### Information shown
--- --- ---
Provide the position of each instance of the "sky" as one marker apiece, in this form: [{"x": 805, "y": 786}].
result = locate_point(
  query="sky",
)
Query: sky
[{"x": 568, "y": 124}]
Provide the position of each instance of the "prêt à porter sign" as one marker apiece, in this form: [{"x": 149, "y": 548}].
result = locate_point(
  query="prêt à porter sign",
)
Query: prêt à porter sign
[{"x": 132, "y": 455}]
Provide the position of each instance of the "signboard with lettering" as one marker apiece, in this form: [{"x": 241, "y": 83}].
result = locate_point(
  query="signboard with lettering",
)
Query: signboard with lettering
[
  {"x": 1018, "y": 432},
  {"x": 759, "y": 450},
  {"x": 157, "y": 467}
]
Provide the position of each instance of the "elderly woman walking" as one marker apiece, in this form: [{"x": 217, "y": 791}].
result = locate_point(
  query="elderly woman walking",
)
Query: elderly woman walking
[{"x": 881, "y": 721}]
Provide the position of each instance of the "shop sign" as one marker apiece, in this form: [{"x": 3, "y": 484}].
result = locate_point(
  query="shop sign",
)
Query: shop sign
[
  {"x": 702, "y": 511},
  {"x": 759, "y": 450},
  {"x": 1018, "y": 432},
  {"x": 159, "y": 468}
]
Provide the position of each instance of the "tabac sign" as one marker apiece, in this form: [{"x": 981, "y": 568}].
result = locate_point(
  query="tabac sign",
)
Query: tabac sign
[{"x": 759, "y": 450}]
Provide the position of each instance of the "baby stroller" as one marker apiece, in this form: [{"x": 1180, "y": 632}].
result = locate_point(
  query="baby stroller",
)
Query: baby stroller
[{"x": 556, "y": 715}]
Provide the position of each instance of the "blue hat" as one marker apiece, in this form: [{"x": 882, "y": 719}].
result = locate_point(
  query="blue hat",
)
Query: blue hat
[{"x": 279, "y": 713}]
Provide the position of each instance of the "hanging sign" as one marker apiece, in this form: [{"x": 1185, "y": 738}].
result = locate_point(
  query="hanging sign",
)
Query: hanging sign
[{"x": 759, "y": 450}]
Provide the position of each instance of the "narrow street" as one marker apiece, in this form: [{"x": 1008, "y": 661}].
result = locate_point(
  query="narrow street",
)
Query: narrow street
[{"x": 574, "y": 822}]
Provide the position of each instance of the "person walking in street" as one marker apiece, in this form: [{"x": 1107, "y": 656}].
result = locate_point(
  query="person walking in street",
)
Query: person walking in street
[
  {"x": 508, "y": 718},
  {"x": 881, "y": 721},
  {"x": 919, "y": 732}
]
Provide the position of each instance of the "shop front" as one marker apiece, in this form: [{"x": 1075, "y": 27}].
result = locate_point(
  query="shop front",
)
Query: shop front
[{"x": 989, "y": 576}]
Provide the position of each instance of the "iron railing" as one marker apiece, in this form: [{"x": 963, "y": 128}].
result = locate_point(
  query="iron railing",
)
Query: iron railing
--- --- ---
The expected output is the exact run of lines from the line with "Query: hanging sign" through the last line of the material above.

### Solution
Query: hanging sign
[{"x": 759, "y": 450}]
Provide the position of each instance of the "narrow street" as one marker apiece, in this form: [{"x": 1008, "y": 661}].
result = locate_point(
  query="narrow street",
)
Query: narrow street
[{"x": 574, "y": 822}]
Provide the position of each instance of the "person walking in street" as one marker apiece, in this form: [{"x": 1107, "y": 656}].
result = locate_point(
  query="person walking in street",
)
Query: person walking in street
[
  {"x": 508, "y": 718},
  {"x": 881, "y": 721},
  {"x": 919, "y": 732}
]
Provide the position of each instance of the "shop front" as one marker apiece, in this form: [{"x": 1075, "y": 27}].
result = locate_point(
  query="shop front",
)
Query: shop front
[{"x": 989, "y": 576}]
Provide the position of each instance of the "iron railing" as one marker apiece, in this form: [{"x": 963, "y": 128}].
result = locate_point(
  query="iron railing",
)
Query: iron railing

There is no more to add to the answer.